→ PASSAGE PROVIDED:
But money also turned students away from Harvard in more conventional ways. The poll of those going elsewhere, distributed this year for the first time and not yet fully analyzed, showed money was about twice as important a deterrent among Blacks as among the group as a whole, a statistic that may reflect the sharp drop in the proportion of Blacks who chose to enter this year's class. The flow of students to all-expenses-paid scholarships (such as the Morehead at Chapel Hill, which includes graduate school) was substantial: other students opted for six-year medical programs to ensure the same sort of security. And Fitzsimmons says at least two students went to state schools on full scholarships to save money for a less academically able younger sibling, in case the latter should prove unable to get a comparable scholarship anywhere.
And such fears seem disturbingly reflected in the worries facing current upperclassmen. For Damplo, the sixth of seven children in a family that earns $40,000 a year, this year's almost doubled payments--now totalling $11,500--have caused "a lot of anxiety and family friction. They didn't have to spend this much on anyone else." Her younger sister will go to a public college. Another element of Damplo's situation, while not uncommon, tends to complicate matters with the financial aid office: Because of high costs and numerous siblings, she splits all costs with her parents fifty-fifty, a method with which Harvard's system of determining grant, family contribution, and self-help package does not necessarily coincide.
"We come to a decision as to how we think a student's education should be financed," Hicks explains. "If that doesn't correspond with the family's, that doesn't necessarily mean we'll re-think." If, as Harvard tends to recommend, one borrows the maximum and works at least one term, Hicks says. "It's difficult for the student to do much more."
Surpassing the recommended amount may become even more difficult this year--not only because costs are pushing both jobs and IGans close to their maximum, but also because of more stringent limits on this year's on-campus employment. Largely unendorsed "earning ceilings" in other years had allowed some industrious students to earn the federal work-study allowances of two or three.
Faced with probable cuts of around 10 percent--a $173,000 difference--"We thought it was worth dividing it up a little more evenly." Martha Homer, director of student employment, says. Her office plans to enforce ceilings more rigidly, and sent out worksheets over the summer asking students figure out whether they had yet surpassed theirs. The form was "more anxiety-producing than anything we've done in the past," Homer says.
Those whose packages--work-study or otherwise--have kept pace with costs seem to share nonetheless in the anxiety. Though plenty of aid recipients face no problems in the coming year, a "near miss" mentality makes itself known. "I'm getting thorugh at just the right time, I guess," says Colleen Ogle '83, an Ohio native whose senior-year grant grew proportionally to costs. "I felt very lucky--I knew it's getting tougher all the time."
Ogle, when comparing her circumstances with others', evinces the curious reverse reasoning that the logic of the aid office seems to inspire. "My father's salary went down some this year," she says, "so, in a way, I guess that was lucky."

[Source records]
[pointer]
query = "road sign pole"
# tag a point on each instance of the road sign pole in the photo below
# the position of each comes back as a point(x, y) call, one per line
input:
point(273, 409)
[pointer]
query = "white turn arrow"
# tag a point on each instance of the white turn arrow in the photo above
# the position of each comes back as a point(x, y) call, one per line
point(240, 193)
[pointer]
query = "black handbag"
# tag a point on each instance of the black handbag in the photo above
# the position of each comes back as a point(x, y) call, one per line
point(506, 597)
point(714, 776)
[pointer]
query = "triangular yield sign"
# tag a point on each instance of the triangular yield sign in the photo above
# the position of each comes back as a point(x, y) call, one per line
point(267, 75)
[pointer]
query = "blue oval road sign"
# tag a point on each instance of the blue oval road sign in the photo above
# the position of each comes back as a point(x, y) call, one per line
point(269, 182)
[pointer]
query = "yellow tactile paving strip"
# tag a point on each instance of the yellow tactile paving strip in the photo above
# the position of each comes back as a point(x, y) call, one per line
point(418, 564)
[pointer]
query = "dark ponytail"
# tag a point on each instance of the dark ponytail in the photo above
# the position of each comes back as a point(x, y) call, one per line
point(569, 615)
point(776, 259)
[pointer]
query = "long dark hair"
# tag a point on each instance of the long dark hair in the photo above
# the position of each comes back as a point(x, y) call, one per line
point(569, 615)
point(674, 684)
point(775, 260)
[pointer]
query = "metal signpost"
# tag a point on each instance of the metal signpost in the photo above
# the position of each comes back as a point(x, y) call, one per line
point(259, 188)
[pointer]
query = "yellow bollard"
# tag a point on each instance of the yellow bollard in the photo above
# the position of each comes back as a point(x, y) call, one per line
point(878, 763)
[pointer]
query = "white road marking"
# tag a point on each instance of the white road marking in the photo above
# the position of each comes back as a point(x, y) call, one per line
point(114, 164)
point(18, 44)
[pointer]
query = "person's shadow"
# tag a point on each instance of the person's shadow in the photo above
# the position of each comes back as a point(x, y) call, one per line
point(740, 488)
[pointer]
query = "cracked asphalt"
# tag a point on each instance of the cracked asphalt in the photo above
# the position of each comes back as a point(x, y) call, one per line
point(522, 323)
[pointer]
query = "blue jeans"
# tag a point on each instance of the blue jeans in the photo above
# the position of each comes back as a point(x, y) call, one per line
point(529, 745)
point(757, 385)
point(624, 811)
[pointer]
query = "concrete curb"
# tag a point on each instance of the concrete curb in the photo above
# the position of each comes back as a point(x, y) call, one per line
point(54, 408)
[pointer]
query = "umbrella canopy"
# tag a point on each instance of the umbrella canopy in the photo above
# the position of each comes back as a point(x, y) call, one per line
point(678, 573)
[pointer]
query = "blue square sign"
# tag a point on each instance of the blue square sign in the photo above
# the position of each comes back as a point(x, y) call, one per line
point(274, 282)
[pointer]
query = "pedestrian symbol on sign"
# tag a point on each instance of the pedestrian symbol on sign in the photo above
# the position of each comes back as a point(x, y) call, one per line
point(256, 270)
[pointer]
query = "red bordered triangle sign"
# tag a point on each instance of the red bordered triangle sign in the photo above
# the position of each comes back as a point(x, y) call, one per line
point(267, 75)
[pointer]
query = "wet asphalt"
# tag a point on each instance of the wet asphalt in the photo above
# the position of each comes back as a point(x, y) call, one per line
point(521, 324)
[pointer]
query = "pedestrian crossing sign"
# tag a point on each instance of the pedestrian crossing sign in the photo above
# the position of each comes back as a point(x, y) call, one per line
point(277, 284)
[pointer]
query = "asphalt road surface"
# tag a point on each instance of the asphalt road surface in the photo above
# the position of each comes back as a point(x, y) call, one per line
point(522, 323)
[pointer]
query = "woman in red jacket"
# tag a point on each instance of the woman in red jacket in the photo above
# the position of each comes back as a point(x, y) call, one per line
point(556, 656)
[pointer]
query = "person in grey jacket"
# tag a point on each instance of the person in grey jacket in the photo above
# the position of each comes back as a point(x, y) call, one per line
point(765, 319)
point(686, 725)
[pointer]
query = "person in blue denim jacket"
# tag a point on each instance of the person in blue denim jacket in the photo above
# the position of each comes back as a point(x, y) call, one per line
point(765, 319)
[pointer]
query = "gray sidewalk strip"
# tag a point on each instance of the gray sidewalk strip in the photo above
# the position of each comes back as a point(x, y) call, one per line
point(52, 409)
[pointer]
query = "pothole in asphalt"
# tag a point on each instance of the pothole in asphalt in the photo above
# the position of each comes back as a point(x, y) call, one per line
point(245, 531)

→ BRIEF: Reproduce verbatim the part of the passage on Harvard financial aid above from "Surpassing the recommended" to "two or three.".

→ WRITTEN REPLY:
Surpassing the recommended amount may become even more difficult this year--not only because costs are pushing both jobs and IGans close to their maximum, but also because of more stringent limits on this year's on-campus employment. Largely unendorsed "earning ceilings" in other years had allowed some industrious students to earn the federal work-study allowances of two or three.